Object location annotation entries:
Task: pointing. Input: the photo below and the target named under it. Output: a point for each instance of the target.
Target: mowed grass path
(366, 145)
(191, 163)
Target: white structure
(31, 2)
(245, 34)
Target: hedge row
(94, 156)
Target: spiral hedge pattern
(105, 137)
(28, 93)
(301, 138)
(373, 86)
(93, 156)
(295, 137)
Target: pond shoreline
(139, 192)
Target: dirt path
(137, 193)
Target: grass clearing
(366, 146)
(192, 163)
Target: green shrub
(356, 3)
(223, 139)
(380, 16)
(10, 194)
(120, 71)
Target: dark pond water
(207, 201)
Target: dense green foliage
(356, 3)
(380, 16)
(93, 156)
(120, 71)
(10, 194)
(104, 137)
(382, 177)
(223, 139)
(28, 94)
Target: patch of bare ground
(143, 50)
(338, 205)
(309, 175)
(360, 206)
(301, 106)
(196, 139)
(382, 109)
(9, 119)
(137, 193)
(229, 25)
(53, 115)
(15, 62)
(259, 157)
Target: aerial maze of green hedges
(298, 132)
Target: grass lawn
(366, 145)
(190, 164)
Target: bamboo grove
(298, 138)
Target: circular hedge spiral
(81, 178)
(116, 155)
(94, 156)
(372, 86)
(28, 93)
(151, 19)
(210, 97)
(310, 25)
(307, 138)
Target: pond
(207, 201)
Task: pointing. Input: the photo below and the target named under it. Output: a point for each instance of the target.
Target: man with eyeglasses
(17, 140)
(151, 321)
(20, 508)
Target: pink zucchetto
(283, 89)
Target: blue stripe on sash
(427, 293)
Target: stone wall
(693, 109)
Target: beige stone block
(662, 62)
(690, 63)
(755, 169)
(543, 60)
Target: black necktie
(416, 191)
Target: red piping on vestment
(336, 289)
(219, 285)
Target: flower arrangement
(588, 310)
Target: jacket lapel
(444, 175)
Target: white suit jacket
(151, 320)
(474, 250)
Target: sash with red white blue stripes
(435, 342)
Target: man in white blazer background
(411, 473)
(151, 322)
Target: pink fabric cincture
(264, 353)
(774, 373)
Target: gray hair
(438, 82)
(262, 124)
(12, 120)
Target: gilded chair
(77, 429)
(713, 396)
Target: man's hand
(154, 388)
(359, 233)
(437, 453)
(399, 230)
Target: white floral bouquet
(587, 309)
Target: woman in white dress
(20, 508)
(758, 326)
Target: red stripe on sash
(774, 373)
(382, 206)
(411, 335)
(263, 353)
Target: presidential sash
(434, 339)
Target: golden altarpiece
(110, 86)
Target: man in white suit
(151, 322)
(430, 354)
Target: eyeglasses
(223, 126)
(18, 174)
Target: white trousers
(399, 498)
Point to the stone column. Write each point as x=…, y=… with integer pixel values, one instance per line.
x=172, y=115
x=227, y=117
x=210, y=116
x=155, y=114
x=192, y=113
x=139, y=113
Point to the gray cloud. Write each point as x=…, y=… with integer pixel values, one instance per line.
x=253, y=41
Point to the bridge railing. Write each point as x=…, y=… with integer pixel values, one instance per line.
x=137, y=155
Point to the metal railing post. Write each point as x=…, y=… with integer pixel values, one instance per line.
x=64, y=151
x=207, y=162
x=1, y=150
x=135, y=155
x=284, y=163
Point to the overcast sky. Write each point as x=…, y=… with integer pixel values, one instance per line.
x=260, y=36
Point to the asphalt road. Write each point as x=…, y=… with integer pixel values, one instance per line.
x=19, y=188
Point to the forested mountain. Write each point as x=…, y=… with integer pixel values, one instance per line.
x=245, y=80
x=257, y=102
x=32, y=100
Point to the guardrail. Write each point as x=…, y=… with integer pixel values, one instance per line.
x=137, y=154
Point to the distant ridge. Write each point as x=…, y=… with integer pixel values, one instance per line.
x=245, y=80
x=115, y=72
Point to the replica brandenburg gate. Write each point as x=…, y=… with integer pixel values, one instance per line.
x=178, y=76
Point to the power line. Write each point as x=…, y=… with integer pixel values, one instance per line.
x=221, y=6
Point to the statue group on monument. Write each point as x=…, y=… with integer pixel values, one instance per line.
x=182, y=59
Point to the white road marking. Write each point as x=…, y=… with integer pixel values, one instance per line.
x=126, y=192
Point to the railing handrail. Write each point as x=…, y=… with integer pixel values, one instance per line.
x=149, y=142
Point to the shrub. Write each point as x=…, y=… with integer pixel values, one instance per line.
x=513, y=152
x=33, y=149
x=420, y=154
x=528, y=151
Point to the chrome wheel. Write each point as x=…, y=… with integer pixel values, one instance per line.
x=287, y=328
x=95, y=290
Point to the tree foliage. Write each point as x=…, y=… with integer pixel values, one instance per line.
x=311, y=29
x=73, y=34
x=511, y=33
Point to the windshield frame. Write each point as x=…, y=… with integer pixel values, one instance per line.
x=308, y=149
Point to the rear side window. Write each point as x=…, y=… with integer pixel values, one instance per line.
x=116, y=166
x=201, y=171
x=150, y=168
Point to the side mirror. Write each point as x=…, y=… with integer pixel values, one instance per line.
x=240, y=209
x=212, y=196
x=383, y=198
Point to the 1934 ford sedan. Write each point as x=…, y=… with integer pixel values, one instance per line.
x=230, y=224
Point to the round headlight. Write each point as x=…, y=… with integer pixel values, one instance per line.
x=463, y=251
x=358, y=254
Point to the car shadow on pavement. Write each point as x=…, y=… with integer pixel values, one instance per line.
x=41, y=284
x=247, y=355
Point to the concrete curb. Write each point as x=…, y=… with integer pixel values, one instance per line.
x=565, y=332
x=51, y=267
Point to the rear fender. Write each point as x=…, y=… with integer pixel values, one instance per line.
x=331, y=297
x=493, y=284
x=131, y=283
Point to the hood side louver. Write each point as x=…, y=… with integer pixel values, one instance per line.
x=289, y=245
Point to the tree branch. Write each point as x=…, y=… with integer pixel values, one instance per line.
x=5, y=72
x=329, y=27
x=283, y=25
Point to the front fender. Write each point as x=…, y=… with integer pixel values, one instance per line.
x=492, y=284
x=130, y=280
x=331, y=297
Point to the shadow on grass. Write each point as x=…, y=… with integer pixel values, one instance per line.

Task brief:
Rewrite all the entries above, replacing every "fender" with "mudguard" and leaving everything else unchanged.

Exercise answer:
Task: pointing. Input: the photo below and the target named under it. Output: a point for each instance of the target.
Target: mowed grass path
(366, 145)
(191, 163)
Target: white structure
(31, 2)
(245, 34)
Target: hedge row
(94, 156)
Target: spiral hedge pattern
(105, 137)
(28, 93)
(301, 138)
(373, 86)
(93, 156)
(295, 137)
Target: pond shoreline
(139, 192)
Target: dirt path
(137, 193)
Target: grass clearing
(366, 146)
(192, 163)
Target: green shrub
(356, 3)
(223, 139)
(380, 16)
(10, 194)
(120, 71)
Target: dark pond water
(207, 201)
Target: dense green foliage
(356, 3)
(380, 16)
(93, 156)
(120, 71)
(10, 194)
(104, 137)
(382, 177)
(223, 139)
(28, 94)
Target: patch of bare ground
(143, 50)
(338, 205)
(309, 175)
(360, 206)
(301, 106)
(196, 139)
(382, 109)
(9, 119)
(137, 193)
(229, 25)
(53, 115)
(15, 62)
(259, 157)
Target: aerial maze of green hedges
(298, 132)
Target: grass lawn
(366, 145)
(190, 164)
Target: bamboo grove
(298, 138)
Target: circular hedge spiral
(81, 178)
(116, 155)
(94, 156)
(372, 86)
(28, 93)
(151, 19)
(210, 97)
(310, 25)
(307, 138)
Target: pond
(207, 201)
Task: pointing. Input: the photo below and the target named under it. Output: a point for each instance of the target.
Target: man with eyeglasses
(17, 140)
(151, 321)
(20, 508)
Target: pink zucchetto
(283, 89)
Target: blue stripe on sash
(427, 293)
Target: stone wall
(693, 109)
Target: beige stone block
(662, 62)
(690, 63)
(755, 169)
(543, 60)
Target: black necktie
(416, 191)
Target: red piping on vestment
(336, 289)
(219, 285)
Target: flower arrangement
(588, 310)
Target: jacket lapel
(444, 175)
Target: white suit jacket
(151, 320)
(474, 250)
Target: sash with red white blue stripes
(435, 342)
Target: man in white blazer background
(411, 473)
(151, 322)
Target: pink fabric cincture
(264, 353)
(774, 373)
Target: gray hair
(438, 82)
(262, 124)
(12, 120)
Target: gilded chair
(77, 429)
(713, 396)
Target: man's hand
(154, 388)
(359, 233)
(437, 453)
(399, 230)
Target: white floral bouquet
(587, 309)
Target: woman in white dress
(20, 508)
(758, 326)
Target: red stripe on sash
(774, 373)
(382, 206)
(411, 335)
(263, 353)
Target: presidential sash
(434, 339)
Target: golden altarpiece
(110, 86)
Target: man in white suit
(151, 322)
(430, 354)
Target: eyeglasses
(223, 126)
(18, 174)
Target: white trousers
(399, 498)
Point to the stone column. Write each point as x=…, y=… with integer pixel values, one instance per line.
x=172, y=115
x=227, y=117
x=210, y=116
x=155, y=114
x=192, y=113
x=139, y=113
Point to the gray cloud. Write each point as x=…, y=… with integer pixel values, one instance per line.
x=253, y=41
Point to the bridge railing. Write each point as x=…, y=… with integer pixel values, one instance per line.
x=137, y=155
Point to the metal railing post. Write each point as x=…, y=… with integer pixel values, one instance per line.
x=64, y=151
x=207, y=162
x=1, y=150
x=135, y=155
x=284, y=163
Point to the overcast sky. Write each point as x=…, y=… with integer pixel values, one instance per line.
x=260, y=36
Point to the asphalt road. Write each point as x=…, y=… with integer pixel values, one instance per line.
x=19, y=188
Point to the forested mountain. Write each point as x=…, y=… with integer pixel values, one instance per line.
x=245, y=80
x=257, y=102
x=32, y=100
Point to the guardrail. Write each point as x=…, y=… with integer pixel values, one instance per line.
x=137, y=154
Point to the distant ridge. Write each point as x=…, y=… with integer pixel values, one instance per line.
x=245, y=80
x=115, y=72
Point to the replica brandenburg gate. Write each point as x=…, y=… with integer pixel values, one instance per line.
x=178, y=76
Point to the power line. Write each point as x=…, y=… with integer pixel values, one instance per line.
x=221, y=6
Point to the statue group on monument. Write each point as x=…, y=… with integer pixel values, one instance per line.
x=182, y=59
Point to the white road marking. Write each point as x=…, y=… with integer pixel values, one instance per line.
x=126, y=192
Point to the railing handrail. Write each point as x=…, y=… with integer pixel values, one instance per line.
x=149, y=142
Point to the shrub. Write each point as x=…, y=… with integer pixel values, one instance per line.
x=513, y=152
x=33, y=149
x=420, y=154
x=528, y=151
Point to the chrome wheel. Write each point as x=…, y=… with integer pixel values, one instance per line.
x=287, y=328
x=95, y=290
Point to the tree foliage. Write each point as x=…, y=… with integer pixel values, one instance per line.
x=311, y=29
x=73, y=34
x=511, y=33
Point to the windshield frame. Write each point as x=…, y=… with integer pixel values, one instance per line.
x=308, y=149
Point to the rear side window. Write each point as x=…, y=… with integer pixel values, one instance per line.
x=116, y=166
x=201, y=171
x=150, y=168
Point to the side mirror. Write each point as x=…, y=… with integer pixel values, one instance per line.
x=240, y=209
x=212, y=196
x=383, y=198
Point to the 1934 ford sedan. Write each point as x=…, y=… with integer pixel values, one instance per line.
x=230, y=224
Point to the round headlight. Write each point as x=…, y=… with integer pixel values, one instance per line.
x=463, y=251
x=358, y=254
Point to the car shadow on pavement. Write each point as x=…, y=… with integer pixel values, one instance per line.
x=41, y=284
x=247, y=355
Point to the concrete curb. Write each point as x=…, y=… with integer pixel values, one instance per line.
x=565, y=332
x=51, y=267
Point to the rear mudguard. Write each point as x=…, y=… with integer pixel values, one instance per line.
x=331, y=297
x=493, y=284
x=131, y=283
Point to the hood side louver. Write each point as x=…, y=… with integer pixel values, one instance per line.
x=289, y=245
Point to the tree branch. Write each point as x=…, y=… with integer pixel values, one instance per line.
x=5, y=72
x=329, y=27
x=283, y=25
Point to the front mudguard. Write each point as x=…, y=… with integer pixel values, one instance per line.
x=492, y=284
x=130, y=280
x=331, y=297
Point to the shadow on grass. Write each point as x=…, y=… with integer pixel values, one instance per line.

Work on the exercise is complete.